§ WORK TO BE COMPLETED:
The answer must consist solely of the line that contains "find distant tree" and all subsequent lines of the data, each reproduced exactly.

TASK INPUT Start Marker

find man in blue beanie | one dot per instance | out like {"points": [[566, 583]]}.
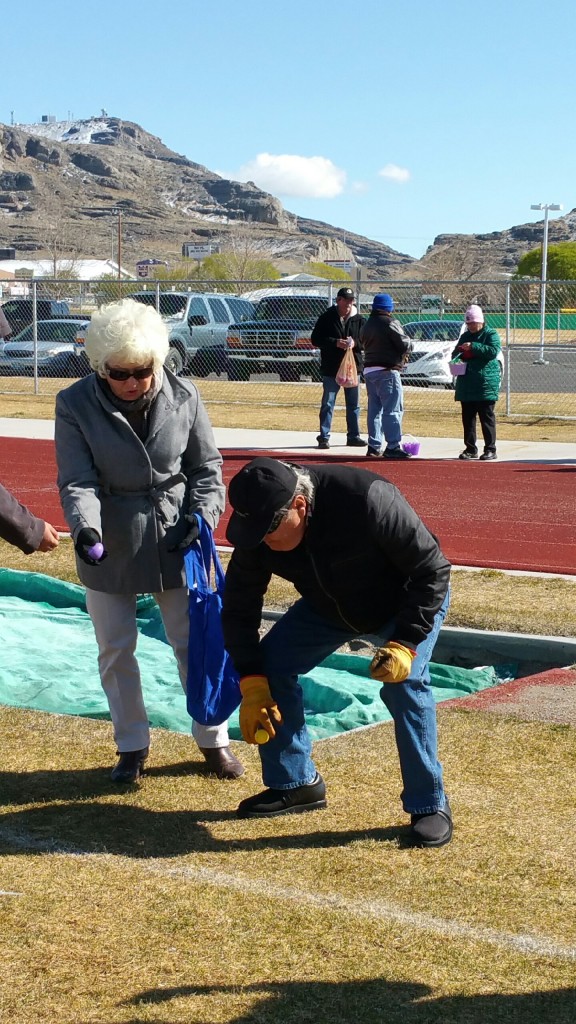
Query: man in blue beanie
{"points": [[385, 352]]}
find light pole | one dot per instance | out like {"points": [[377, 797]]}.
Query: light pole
{"points": [[546, 207]]}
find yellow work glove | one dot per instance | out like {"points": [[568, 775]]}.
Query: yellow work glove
{"points": [[393, 663], [257, 701]]}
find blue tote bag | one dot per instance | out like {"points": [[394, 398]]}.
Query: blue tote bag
{"points": [[212, 690]]}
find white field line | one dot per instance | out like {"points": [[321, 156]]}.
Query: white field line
{"points": [[374, 909]]}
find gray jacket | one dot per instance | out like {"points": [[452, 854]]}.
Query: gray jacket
{"points": [[17, 524], [383, 342], [134, 494]]}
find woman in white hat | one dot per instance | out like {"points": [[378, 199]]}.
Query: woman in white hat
{"points": [[479, 347]]}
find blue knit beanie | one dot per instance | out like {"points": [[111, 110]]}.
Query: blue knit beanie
{"points": [[382, 303]]}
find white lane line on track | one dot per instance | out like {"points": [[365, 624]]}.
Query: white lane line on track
{"points": [[365, 908]]}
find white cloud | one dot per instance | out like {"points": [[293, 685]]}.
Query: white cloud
{"points": [[395, 173], [305, 177]]}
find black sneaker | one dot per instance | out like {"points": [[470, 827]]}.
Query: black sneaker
{"points": [[272, 803], [433, 829], [129, 766], [396, 454]]}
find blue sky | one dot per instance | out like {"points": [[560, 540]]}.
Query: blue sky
{"points": [[399, 121]]}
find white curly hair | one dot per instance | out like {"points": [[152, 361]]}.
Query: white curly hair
{"points": [[127, 333]]}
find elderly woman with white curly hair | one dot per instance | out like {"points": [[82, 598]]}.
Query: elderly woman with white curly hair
{"points": [[137, 463]]}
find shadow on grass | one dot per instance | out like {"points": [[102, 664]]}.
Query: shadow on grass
{"points": [[127, 830], [373, 1000], [33, 786]]}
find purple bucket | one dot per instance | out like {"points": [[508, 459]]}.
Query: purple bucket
{"points": [[411, 448]]}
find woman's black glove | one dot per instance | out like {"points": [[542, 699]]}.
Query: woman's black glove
{"points": [[85, 545], [193, 534]]}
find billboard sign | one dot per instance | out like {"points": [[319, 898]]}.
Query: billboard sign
{"points": [[191, 251]]}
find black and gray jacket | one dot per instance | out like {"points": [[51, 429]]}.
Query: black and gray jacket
{"points": [[328, 330], [366, 557], [383, 342]]}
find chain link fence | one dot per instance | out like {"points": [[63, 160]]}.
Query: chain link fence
{"points": [[248, 343]]}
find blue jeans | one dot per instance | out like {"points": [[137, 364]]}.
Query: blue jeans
{"points": [[299, 641], [385, 407], [352, 396]]}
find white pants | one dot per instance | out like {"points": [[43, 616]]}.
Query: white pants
{"points": [[114, 619]]}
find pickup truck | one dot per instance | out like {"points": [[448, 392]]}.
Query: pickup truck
{"points": [[277, 340], [198, 324]]}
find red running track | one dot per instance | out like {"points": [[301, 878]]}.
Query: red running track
{"points": [[512, 515]]}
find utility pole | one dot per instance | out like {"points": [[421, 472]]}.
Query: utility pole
{"points": [[119, 212]]}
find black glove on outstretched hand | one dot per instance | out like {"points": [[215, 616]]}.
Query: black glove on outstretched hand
{"points": [[86, 540]]}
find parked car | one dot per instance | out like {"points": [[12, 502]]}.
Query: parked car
{"points": [[19, 312], [278, 339], [55, 351], [198, 324], [428, 361]]}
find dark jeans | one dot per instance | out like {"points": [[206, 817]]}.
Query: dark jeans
{"points": [[299, 641], [487, 417]]}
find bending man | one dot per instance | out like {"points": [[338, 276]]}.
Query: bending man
{"points": [[365, 565]]}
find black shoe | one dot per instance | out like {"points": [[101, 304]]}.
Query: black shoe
{"points": [[271, 803], [221, 762], [396, 454], [433, 829], [129, 766]]}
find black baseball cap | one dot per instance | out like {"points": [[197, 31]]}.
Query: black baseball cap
{"points": [[256, 494]]}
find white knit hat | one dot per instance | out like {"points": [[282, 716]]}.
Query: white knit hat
{"points": [[475, 314]]}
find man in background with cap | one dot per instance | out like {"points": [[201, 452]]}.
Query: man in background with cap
{"points": [[385, 350], [334, 332], [365, 564]]}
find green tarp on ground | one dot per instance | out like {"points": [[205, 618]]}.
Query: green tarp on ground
{"points": [[48, 663]]}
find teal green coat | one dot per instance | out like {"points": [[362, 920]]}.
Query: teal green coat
{"points": [[482, 379]]}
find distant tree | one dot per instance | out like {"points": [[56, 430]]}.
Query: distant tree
{"points": [[325, 270], [561, 262]]}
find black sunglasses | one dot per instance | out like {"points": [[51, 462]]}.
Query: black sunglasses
{"points": [[124, 375]]}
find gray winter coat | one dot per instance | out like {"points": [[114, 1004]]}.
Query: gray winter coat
{"points": [[17, 524], [135, 494]]}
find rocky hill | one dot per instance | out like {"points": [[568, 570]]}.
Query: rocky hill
{"points": [[486, 257], [62, 183]]}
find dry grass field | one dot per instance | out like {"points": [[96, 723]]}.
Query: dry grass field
{"points": [[429, 413], [156, 905]]}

TASK INPUT End Marker

§ SOLUTION:
find distant tree | one dot per instance | out like {"points": [[56, 430]]}.
Query: distant tree
{"points": [[325, 270], [561, 262]]}
find black sunglasses | one dot per instance | out like {"points": [[51, 462]]}.
Query: black sunglasses
{"points": [[124, 375]]}
find gray winter coat | one dot per instance | out like {"points": [[114, 1004]]}.
Query: gray winter coat
{"points": [[17, 524], [135, 494]]}
find rocky hill | one dot per instance | out like {"points": [[568, 570]]}.
Query: rocky hill
{"points": [[486, 257], [62, 183]]}
find dry grass field | one dot per instance | out like {"points": [[96, 723]]}.
Query: dry grass field
{"points": [[429, 413], [156, 905]]}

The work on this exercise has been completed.